Records for processing section start

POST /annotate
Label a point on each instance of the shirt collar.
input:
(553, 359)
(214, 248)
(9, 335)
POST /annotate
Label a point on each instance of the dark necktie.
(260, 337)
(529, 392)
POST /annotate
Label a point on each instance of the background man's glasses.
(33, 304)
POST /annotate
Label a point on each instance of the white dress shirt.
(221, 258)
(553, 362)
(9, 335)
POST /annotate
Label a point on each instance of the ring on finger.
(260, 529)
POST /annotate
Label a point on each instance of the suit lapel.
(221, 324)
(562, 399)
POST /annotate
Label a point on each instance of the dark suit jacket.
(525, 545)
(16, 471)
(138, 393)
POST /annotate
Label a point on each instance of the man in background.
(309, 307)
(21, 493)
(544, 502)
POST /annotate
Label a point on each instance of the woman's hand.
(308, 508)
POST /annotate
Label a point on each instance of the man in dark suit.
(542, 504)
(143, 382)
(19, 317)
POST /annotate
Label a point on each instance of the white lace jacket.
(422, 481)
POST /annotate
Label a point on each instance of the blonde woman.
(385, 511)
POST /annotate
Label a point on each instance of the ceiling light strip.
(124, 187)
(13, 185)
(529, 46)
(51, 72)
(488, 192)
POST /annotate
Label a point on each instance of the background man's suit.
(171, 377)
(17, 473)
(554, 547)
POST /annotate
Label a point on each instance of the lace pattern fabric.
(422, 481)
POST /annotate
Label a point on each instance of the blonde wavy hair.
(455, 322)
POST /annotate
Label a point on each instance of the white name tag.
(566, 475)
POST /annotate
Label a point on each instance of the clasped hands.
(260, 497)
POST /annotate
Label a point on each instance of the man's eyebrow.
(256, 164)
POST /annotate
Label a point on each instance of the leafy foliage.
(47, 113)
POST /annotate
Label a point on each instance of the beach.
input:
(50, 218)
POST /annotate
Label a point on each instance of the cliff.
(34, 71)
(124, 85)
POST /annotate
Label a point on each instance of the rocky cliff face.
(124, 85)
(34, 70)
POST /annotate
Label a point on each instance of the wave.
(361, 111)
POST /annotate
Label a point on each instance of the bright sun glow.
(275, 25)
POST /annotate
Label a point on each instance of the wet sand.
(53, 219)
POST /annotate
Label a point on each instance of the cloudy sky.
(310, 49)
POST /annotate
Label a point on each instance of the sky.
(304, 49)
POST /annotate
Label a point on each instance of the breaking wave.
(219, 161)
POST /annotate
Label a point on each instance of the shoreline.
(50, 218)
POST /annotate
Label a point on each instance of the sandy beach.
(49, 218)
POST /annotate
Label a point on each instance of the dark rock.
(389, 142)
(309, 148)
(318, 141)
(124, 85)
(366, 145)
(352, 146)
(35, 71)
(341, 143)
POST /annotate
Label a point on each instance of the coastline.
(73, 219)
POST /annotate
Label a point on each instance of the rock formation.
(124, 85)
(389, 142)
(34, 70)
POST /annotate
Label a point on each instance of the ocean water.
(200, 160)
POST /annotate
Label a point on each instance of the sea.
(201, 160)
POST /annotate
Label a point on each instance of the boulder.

Records for processing section end

• _Brief_:
All entries are to be retyped with no difference from the original.

• _Solution_:
POST /annotate
Label a point on each instance of the shirt collar.
input:
(553, 359)
(214, 248)
(9, 335)
POST /annotate
Label a point on each instance of the dark necktie.
(260, 337)
(529, 392)
POST /annotate
Label a point on each instance of the background man's glasses.
(33, 304)
POST /annotate
Label a point on each instance of the white dress shirt.
(221, 258)
(553, 362)
(9, 335)
POST /annotate
Label a point on each instance of the ring on finger.
(260, 529)
POST /annotate
Label a point on each instance of the suit lapel.
(221, 324)
(562, 399)
POST /annotate
Label a point on each instance of the dark suit jacket.
(525, 545)
(16, 471)
(138, 393)
POST /annotate
Label a point on each instance of the man in background.
(309, 307)
(21, 493)
(544, 502)
POST /annotate
Label a point on each instance of the woman's hand.
(308, 508)
POST /annotate
Label a point on each instance of the man in dark suit.
(542, 504)
(143, 382)
(19, 317)
POST /annotate
Label a point on each instance of the white lace jacket.
(422, 481)
POST /annotate
Label a point on each instance of the blonde woman.
(385, 511)
POST /annotate
Label a point on each instance of the ceiling light strip.
(124, 187)
(13, 185)
(529, 46)
(51, 72)
(488, 192)
POST /annotate
Label a point on each instance of the background man's suit.
(171, 377)
(17, 473)
(554, 547)
POST /annotate
Label a point on each instance of the lace pattern fabric.
(422, 481)
POST /annotate
Label a point on each instance of the blonde wavy hair.
(455, 322)
POST /annotate
Label a point on each instance of the white name tag.
(566, 475)
POST /annotate
Label a point on each instance of the clasped hands.
(260, 497)
POST /annotate
Label a point on each instance of the man's eyebrow.
(256, 164)
POST /annotate
Label a point on each instance of the leafy foliage.
(47, 113)
POST /annotate
Label a point on each instance of the beach.
input:
(50, 218)
POST /annotate
Label a point on each instance of the cliff.
(34, 71)
(124, 85)
POST /annotate
Label a point on each instance of the rocky cliff face.
(124, 85)
(34, 70)
POST /annotate
Label a point on each instance of the wave.
(361, 111)
POST /annotate
Label a point on each instance of the bright sun glow.
(275, 25)
POST /annotate
Label a point on each instance of the wet sand.
(53, 219)
POST /annotate
Label a point on each instance of the cloudy sky.
(310, 49)
POST /annotate
Label a point on each instance of the sky.
(304, 49)
POST /annotate
Label a point on each instance of the breaking wave.
(219, 161)
POST /annotate
Label a point on each instance of the shoreline.
(50, 218)
POST /annotate
Label a point on each instance of the sandy beach.
(49, 218)
POST /annotate
Label a point on each instance of the dark rock.
(389, 142)
(309, 148)
(318, 141)
(124, 85)
(366, 145)
(352, 146)
(35, 71)
(341, 143)
POST /annotate
Label a point on each instance of the coastline.
(73, 219)
POST /annotate
Label a point on each instance of the rock formation.
(124, 85)
(389, 142)
(34, 70)
POST /annotate
Label a point on each instance of the ocean water.
(200, 160)
POST /annotate
Label a point on each instance of the sea.
(201, 160)
POST /annotate
Label a point on each instance of the boulder.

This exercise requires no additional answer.